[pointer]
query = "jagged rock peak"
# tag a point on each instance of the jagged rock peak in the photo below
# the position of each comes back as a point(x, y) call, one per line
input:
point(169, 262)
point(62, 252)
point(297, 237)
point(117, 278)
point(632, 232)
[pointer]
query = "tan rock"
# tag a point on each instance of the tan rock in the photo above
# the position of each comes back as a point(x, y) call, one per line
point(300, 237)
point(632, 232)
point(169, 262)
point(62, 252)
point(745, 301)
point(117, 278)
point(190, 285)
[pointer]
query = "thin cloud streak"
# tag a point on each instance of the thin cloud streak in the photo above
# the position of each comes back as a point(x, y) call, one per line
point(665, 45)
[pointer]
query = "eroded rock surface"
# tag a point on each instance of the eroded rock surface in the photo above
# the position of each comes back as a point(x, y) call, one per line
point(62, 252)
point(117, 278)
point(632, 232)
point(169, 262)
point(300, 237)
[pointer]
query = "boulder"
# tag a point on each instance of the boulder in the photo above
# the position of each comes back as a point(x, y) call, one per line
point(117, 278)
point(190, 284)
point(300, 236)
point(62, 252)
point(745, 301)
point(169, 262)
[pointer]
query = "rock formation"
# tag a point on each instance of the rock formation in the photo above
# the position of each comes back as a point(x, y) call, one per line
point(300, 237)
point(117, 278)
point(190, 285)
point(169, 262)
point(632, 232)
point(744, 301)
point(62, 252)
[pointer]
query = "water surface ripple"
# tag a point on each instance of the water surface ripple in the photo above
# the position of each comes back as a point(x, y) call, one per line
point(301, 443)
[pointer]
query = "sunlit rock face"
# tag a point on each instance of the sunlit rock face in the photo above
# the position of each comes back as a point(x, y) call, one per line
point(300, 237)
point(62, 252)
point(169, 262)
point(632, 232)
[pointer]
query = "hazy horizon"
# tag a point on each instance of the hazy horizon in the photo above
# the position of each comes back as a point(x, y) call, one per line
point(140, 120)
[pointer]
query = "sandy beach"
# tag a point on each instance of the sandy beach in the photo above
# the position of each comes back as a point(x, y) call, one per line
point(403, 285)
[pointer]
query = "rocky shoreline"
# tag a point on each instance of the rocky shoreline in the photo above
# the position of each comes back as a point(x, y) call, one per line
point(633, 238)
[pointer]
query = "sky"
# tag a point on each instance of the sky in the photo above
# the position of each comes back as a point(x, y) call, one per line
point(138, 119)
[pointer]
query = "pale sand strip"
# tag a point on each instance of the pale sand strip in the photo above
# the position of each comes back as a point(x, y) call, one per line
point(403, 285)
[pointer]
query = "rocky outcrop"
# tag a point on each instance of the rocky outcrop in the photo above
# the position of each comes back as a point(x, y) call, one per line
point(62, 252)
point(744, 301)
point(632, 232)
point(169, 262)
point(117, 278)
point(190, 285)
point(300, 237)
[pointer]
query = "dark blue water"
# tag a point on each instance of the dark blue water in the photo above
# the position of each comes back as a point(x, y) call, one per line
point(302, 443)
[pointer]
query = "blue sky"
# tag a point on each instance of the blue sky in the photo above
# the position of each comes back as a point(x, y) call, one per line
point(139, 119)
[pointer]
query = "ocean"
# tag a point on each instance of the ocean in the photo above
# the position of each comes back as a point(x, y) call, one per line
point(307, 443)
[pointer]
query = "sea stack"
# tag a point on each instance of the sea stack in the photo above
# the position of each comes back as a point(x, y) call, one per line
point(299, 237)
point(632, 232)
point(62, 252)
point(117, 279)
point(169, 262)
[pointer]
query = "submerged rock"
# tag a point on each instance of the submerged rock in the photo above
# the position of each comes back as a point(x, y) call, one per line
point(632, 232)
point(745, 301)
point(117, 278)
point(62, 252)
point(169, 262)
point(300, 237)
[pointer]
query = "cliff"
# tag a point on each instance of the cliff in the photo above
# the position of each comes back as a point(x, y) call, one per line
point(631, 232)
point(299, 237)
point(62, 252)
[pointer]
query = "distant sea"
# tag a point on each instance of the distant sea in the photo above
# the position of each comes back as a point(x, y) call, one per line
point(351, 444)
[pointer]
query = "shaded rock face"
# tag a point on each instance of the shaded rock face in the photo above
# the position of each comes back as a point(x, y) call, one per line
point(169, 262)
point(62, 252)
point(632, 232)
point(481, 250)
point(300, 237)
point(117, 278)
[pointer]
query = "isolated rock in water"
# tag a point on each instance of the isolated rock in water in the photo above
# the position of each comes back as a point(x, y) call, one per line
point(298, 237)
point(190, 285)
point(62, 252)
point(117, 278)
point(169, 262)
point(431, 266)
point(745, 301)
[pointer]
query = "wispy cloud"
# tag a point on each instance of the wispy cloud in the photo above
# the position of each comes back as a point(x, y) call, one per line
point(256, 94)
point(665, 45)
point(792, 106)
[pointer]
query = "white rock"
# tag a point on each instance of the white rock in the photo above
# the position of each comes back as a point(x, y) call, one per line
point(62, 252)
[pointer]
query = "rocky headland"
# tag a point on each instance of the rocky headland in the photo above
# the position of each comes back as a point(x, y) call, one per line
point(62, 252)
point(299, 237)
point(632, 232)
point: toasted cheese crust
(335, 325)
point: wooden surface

(WORK REQUEST):
Search the material for the string "headland" and return each line that has it.

(EXERCISE SOLUTION):
query = "rocky headland"
# tag a point on each instance of the rocky headland in the photo above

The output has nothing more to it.